SUPPLIED RECORDS:
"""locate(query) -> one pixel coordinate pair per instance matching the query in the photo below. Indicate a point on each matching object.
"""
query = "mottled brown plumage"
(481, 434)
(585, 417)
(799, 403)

WHAT TO DO: Reproduce the listing above in full, request lines included, scaling each pixel coordinate in the answers by 1.85 and rounding it to the nearest whole number, with halves rounded up.

EXERCISE RESPONSE:
"""locate(query) -> one pixel coordinate pair per instance matching the query in the photo below. Indicate a point on each matching object.
"""
query = "mottled brown plumage"
(890, 803)
(1082, 771)
(1478, 746)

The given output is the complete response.